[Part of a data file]
....
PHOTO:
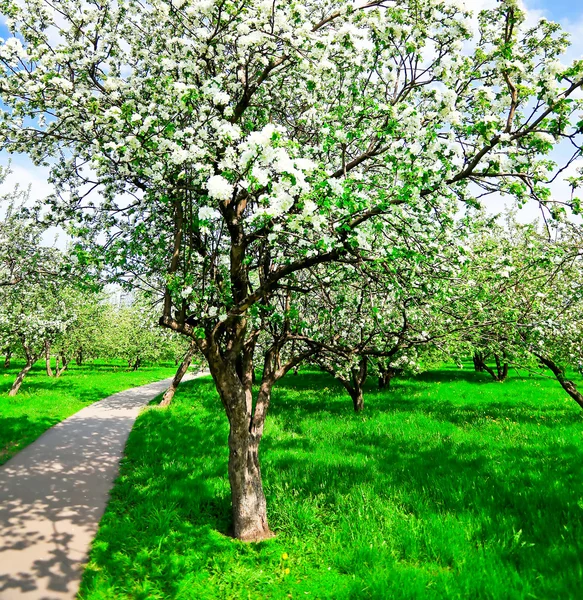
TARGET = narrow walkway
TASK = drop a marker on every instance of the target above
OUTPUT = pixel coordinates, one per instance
(54, 492)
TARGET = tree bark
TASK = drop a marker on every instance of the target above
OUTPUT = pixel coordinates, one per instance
(30, 360)
(186, 361)
(249, 507)
(501, 368)
(499, 374)
(20, 378)
(479, 360)
(48, 358)
(559, 373)
(385, 377)
(65, 366)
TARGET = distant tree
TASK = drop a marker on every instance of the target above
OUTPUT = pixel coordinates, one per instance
(256, 140)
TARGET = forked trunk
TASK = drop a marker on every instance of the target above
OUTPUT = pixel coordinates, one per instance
(566, 384)
(356, 390)
(385, 377)
(248, 500)
(48, 358)
(61, 370)
(501, 368)
(169, 393)
(357, 399)
(20, 378)
(249, 507)
(479, 360)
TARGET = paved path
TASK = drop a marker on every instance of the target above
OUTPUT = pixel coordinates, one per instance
(54, 492)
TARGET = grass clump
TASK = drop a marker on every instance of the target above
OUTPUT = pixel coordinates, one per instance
(447, 486)
(45, 401)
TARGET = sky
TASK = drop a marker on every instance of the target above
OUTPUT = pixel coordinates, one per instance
(567, 12)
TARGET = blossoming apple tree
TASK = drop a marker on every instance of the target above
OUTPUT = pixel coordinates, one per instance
(236, 143)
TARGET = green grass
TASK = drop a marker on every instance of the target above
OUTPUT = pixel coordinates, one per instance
(447, 486)
(43, 402)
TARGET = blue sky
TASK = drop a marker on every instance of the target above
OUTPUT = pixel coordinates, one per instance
(567, 12)
(559, 10)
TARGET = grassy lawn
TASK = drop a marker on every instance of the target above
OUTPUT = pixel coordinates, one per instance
(43, 402)
(447, 486)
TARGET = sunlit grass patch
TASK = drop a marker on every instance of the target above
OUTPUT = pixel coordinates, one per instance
(45, 401)
(447, 486)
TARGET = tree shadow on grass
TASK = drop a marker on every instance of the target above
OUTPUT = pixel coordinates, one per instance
(17, 432)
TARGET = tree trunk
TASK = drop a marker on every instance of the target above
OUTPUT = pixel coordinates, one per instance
(501, 368)
(357, 399)
(566, 384)
(169, 393)
(479, 360)
(247, 496)
(249, 507)
(359, 376)
(48, 358)
(385, 377)
(20, 378)
(64, 367)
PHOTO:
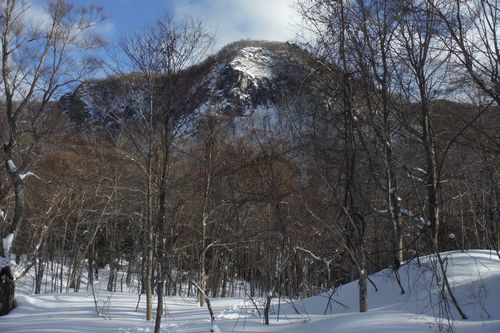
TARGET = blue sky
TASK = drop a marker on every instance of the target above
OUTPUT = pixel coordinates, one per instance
(230, 19)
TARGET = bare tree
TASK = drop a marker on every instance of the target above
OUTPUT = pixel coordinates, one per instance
(158, 54)
(38, 60)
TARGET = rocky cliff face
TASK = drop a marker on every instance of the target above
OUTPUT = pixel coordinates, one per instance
(245, 79)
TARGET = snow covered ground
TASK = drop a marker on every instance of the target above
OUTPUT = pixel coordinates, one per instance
(474, 275)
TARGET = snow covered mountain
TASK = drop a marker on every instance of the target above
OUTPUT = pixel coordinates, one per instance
(243, 79)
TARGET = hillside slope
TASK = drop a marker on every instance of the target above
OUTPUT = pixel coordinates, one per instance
(475, 276)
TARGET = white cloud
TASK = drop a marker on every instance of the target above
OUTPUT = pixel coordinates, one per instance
(242, 19)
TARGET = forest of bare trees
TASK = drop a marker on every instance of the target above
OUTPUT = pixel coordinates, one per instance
(387, 149)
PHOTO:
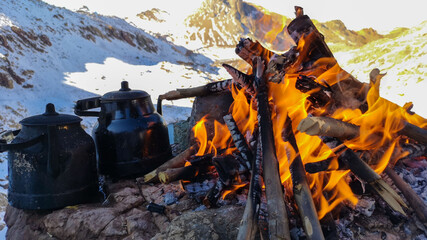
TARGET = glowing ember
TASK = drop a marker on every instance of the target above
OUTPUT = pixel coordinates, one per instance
(379, 125)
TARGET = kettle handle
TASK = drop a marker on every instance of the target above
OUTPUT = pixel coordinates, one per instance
(83, 105)
(159, 105)
(17, 146)
(52, 154)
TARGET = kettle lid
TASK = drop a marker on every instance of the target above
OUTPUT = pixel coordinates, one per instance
(125, 93)
(50, 117)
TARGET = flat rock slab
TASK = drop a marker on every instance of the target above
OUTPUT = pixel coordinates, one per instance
(124, 216)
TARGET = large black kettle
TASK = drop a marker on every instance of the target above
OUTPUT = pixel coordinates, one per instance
(51, 162)
(131, 137)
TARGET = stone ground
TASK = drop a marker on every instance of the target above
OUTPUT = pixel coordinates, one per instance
(124, 216)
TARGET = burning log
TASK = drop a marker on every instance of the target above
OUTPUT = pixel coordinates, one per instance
(241, 79)
(319, 94)
(213, 195)
(248, 226)
(228, 167)
(325, 126)
(414, 132)
(247, 50)
(330, 127)
(323, 165)
(177, 161)
(301, 190)
(173, 174)
(367, 174)
(302, 25)
(279, 62)
(207, 89)
(412, 197)
(278, 223)
(239, 140)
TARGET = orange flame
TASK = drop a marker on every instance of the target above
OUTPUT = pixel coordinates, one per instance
(378, 127)
(233, 189)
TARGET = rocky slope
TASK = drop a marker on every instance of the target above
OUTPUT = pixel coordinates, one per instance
(223, 22)
(403, 56)
(41, 46)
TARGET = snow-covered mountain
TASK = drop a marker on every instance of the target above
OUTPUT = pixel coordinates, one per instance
(48, 54)
(223, 22)
(403, 55)
(51, 54)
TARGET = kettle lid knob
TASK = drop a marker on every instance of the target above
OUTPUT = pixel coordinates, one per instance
(50, 110)
(125, 86)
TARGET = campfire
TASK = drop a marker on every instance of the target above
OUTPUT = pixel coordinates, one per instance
(299, 132)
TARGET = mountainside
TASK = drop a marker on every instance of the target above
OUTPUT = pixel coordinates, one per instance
(403, 56)
(47, 55)
(223, 22)
(340, 38)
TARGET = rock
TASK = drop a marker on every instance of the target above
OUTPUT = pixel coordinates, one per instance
(219, 223)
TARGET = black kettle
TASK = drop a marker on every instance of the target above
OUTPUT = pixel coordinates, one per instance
(51, 162)
(131, 137)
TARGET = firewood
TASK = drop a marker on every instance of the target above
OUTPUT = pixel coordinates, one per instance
(248, 226)
(320, 95)
(301, 190)
(241, 79)
(177, 161)
(330, 127)
(228, 167)
(302, 25)
(173, 174)
(325, 126)
(239, 139)
(278, 223)
(323, 165)
(411, 196)
(279, 63)
(247, 50)
(414, 132)
(364, 172)
(213, 195)
(209, 88)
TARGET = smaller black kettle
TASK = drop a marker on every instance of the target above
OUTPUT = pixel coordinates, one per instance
(131, 137)
(51, 162)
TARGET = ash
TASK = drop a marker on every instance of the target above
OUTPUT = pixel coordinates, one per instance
(373, 219)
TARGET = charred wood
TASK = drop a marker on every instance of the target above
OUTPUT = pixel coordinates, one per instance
(239, 140)
(247, 50)
(411, 196)
(414, 132)
(248, 226)
(276, 67)
(228, 168)
(213, 195)
(324, 165)
(302, 25)
(207, 89)
(241, 79)
(175, 162)
(364, 172)
(319, 95)
(330, 127)
(278, 223)
(173, 174)
(301, 190)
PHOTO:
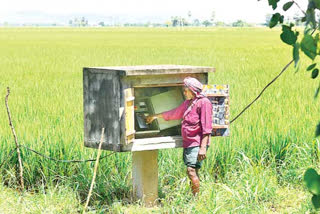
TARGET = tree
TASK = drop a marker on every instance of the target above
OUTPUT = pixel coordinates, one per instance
(268, 18)
(308, 44)
(296, 18)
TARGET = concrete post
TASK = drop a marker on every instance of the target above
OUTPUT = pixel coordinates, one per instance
(145, 176)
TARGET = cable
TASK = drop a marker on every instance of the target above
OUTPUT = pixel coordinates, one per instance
(285, 67)
(64, 161)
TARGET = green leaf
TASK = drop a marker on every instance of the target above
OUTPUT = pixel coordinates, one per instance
(316, 201)
(296, 56)
(312, 181)
(315, 73)
(316, 3)
(311, 17)
(318, 130)
(288, 36)
(274, 20)
(287, 5)
(315, 97)
(309, 46)
(273, 3)
(310, 67)
(281, 19)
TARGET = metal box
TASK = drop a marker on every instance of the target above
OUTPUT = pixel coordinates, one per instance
(117, 98)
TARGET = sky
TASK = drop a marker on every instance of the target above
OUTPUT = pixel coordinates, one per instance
(252, 11)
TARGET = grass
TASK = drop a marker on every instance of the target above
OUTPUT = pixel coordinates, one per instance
(258, 169)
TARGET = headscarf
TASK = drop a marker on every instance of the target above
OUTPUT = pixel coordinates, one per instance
(194, 85)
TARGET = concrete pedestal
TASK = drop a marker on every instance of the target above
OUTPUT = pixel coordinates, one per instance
(145, 176)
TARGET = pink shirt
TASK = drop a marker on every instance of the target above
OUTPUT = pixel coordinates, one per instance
(197, 120)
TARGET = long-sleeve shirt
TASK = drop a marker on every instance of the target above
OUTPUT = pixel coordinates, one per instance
(197, 120)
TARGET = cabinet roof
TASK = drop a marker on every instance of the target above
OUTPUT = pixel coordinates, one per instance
(153, 69)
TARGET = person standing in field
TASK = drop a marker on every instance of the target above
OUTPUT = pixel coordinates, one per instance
(196, 127)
....
● To be done: Could you repeat the lines of the data file, beginning with the line that contains "TARGET = cabinet roof" and continuing through the last line?

● Task solution:
TARGET = cabinet roof
TASK = drop a marker on every instance of the target above
OUTPUT = pixel coordinates, one per instance
(153, 69)
TARGET = person standing in field
TASK = drop a marker on every instance of the target above
OUTPUT = pixel coordinates, one per instance
(196, 127)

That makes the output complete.